##### Listing #####
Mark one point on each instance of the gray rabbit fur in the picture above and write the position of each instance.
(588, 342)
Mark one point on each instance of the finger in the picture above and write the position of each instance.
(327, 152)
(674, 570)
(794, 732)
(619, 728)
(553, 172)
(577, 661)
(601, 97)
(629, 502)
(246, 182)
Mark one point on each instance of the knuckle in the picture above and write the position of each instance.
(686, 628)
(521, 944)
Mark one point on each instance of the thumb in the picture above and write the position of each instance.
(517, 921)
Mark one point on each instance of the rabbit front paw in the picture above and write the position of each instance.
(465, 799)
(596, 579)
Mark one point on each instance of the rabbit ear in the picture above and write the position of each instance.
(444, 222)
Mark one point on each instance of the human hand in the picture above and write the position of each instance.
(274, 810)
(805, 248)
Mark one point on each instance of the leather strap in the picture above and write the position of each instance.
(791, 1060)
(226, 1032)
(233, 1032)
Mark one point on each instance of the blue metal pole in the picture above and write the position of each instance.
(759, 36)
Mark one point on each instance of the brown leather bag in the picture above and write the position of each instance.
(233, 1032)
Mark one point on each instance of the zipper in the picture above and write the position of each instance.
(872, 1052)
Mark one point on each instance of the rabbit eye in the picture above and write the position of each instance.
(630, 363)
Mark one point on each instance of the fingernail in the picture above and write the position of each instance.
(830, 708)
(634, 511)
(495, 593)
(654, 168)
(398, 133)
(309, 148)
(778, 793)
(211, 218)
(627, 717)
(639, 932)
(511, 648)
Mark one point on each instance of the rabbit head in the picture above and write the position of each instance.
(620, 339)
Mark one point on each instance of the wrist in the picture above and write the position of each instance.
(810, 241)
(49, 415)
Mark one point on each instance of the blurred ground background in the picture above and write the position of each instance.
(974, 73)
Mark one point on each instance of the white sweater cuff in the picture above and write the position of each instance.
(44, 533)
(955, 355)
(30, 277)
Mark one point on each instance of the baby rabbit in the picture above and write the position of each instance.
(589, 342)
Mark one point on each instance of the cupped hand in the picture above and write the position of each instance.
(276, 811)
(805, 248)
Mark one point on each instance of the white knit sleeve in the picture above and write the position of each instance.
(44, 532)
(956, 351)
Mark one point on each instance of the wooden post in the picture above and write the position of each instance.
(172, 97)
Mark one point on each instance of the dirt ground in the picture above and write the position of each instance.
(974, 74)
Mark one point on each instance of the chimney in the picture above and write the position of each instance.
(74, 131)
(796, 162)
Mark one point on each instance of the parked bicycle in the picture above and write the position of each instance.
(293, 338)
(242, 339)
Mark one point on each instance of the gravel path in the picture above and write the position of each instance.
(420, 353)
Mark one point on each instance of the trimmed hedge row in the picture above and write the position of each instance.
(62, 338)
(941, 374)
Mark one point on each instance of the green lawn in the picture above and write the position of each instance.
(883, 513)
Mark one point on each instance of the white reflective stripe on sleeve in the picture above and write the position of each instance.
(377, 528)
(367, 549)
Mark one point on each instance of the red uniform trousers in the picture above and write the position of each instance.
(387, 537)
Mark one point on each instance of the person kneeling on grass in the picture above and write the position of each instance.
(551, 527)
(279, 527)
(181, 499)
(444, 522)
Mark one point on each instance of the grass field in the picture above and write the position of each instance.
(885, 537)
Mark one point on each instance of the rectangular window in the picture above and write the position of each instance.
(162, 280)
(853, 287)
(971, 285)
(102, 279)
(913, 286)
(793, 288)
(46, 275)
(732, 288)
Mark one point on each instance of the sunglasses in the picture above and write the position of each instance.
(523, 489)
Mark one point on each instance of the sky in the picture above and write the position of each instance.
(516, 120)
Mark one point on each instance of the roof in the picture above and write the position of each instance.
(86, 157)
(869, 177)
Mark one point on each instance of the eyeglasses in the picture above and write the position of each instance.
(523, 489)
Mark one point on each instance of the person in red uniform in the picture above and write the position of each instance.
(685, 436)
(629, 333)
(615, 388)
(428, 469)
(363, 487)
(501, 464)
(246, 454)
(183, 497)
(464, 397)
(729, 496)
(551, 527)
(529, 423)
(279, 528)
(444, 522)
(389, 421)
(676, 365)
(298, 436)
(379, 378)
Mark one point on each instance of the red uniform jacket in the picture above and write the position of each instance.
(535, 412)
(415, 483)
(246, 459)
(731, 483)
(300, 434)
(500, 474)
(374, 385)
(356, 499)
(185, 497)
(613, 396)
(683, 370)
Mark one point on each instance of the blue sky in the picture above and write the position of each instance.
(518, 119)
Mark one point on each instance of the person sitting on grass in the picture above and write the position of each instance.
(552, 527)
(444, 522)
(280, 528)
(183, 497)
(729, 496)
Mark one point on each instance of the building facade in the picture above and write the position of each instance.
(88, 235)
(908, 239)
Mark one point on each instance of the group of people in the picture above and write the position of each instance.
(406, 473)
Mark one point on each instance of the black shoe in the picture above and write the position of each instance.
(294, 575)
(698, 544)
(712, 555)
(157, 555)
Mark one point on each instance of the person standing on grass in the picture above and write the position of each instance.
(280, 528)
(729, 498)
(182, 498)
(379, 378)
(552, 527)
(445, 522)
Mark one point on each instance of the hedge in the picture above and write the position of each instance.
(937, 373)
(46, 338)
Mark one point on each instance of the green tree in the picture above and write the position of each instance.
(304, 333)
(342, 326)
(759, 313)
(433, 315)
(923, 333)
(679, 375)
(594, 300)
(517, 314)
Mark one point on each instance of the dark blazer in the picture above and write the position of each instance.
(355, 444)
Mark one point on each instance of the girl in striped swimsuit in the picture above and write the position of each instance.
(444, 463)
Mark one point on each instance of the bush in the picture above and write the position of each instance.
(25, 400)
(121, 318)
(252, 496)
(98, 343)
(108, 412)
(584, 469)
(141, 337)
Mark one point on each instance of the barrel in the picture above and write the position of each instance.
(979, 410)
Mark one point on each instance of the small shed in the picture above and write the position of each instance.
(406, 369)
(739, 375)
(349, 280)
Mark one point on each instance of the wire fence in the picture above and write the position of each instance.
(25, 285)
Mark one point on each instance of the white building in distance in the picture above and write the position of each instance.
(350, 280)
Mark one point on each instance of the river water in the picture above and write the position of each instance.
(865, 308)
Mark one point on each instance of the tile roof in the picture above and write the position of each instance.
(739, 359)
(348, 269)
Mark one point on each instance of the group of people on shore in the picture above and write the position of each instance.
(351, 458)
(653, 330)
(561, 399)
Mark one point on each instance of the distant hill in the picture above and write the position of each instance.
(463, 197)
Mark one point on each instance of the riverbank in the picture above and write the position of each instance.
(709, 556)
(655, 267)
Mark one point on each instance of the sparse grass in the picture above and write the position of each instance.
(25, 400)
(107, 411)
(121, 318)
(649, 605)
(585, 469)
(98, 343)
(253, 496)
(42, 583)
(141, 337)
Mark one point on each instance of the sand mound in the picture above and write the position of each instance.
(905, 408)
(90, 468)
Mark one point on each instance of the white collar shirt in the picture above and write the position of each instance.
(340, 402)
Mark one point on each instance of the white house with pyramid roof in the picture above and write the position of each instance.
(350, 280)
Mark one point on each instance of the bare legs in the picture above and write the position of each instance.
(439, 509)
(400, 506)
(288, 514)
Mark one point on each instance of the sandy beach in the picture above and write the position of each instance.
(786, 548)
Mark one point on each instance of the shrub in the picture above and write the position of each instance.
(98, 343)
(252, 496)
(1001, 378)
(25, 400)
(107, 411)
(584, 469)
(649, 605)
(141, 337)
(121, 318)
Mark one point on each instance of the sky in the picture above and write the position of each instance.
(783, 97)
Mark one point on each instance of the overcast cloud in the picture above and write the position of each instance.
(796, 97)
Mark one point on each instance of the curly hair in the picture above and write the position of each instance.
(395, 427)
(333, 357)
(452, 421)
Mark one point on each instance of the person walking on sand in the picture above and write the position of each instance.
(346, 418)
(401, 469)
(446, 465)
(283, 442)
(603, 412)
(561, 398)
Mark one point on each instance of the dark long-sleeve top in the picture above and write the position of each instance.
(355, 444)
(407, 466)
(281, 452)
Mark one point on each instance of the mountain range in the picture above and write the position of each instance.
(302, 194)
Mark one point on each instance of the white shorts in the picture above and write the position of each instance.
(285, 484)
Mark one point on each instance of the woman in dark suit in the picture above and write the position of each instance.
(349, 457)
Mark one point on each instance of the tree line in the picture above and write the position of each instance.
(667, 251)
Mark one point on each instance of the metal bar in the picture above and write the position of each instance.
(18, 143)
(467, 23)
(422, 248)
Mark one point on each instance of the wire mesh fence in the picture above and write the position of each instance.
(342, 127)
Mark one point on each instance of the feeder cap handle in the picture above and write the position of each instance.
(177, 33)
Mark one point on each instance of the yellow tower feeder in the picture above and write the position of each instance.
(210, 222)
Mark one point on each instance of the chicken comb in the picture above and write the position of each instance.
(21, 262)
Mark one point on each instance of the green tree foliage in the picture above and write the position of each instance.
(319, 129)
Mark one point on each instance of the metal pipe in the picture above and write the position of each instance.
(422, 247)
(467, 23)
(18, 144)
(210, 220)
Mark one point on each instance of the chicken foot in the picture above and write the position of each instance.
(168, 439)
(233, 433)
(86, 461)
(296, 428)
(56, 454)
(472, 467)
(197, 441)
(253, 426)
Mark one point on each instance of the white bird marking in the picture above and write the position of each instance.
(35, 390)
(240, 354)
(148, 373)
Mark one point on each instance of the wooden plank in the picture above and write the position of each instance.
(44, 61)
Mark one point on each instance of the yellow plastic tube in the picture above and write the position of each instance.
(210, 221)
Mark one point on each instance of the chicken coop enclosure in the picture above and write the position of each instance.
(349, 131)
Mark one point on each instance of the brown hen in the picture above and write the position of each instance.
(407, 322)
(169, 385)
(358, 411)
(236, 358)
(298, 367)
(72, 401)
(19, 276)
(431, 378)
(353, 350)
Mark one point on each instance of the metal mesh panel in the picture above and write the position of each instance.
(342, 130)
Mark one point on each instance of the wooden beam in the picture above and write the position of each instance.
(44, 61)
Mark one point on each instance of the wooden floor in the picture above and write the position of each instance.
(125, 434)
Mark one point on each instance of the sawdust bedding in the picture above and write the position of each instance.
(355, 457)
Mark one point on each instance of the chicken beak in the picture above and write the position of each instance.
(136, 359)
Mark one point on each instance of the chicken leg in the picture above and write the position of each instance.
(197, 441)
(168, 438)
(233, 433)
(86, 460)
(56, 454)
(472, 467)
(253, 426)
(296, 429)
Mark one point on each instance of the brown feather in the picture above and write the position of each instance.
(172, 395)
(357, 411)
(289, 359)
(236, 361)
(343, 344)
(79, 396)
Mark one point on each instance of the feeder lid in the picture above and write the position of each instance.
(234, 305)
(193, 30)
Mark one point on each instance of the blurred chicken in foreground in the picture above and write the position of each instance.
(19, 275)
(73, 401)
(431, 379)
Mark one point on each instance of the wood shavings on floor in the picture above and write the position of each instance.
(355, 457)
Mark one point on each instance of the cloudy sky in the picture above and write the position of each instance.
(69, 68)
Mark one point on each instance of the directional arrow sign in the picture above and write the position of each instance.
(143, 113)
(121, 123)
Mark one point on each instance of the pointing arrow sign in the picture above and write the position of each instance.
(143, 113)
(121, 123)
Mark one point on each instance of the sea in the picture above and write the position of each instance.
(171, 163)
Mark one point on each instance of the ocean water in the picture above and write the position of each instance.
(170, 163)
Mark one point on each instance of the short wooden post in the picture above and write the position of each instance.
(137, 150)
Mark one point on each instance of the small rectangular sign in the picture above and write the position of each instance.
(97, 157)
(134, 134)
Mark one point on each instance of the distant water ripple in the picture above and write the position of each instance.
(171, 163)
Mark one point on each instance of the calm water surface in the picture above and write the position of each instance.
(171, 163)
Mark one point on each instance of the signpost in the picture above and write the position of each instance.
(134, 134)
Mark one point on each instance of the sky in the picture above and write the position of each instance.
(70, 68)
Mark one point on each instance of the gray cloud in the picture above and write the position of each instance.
#####
Write out only the final block of lines, starting at the line with "Mark one point on each instance of the wood shavings" and running to the end of the material.

(Exercise response):
Mark one point on each instance of the wood shavings on floor in the picture above and write the position of each instance.
(355, 457)
Mark one point on each instance of the cloudy sky in the picture above and write the position of each instance.
(69, 68)
Mark one point on each instance of the directional arrow sign in the picture above and write the position of each instance.
(143, 113)
(121, 123)
Mark one point on each instance of the pointing arrow sign in the picture above and write the position of each instance.
(143, 113)
(121, 123)
Mark one point on each instance of the sea in the picture above and write the position of each instance.
(171, 163)
Mark one point on each instance of the ocean water in the picture above and write the position of each instance.
(170, 163)
Mark one point on each instance of the short wooden post in the picture above and write the position of each instance.
(137, 150)
Mark one point on each instance of the small rectangular sign in the picture above and write the position of each instance.
(97, 157)
(134, 134)
Mark one point on each instance of the distant water ripple in the picture above and write the position of each instance.
(171, 163)
Mark one point on each instance of the calm water surface in the picture above and write the position of each instance.
(171, 163)
Mark one point on each instance of the signpost in the picture above and write the position of each instance.
(134, 134)
Mark one point on each instance of the sky in the picture above and write the position of each instance.
(70, 68)
Mark one point on each instance of the gray cloud in the picture above and write the position of each instance.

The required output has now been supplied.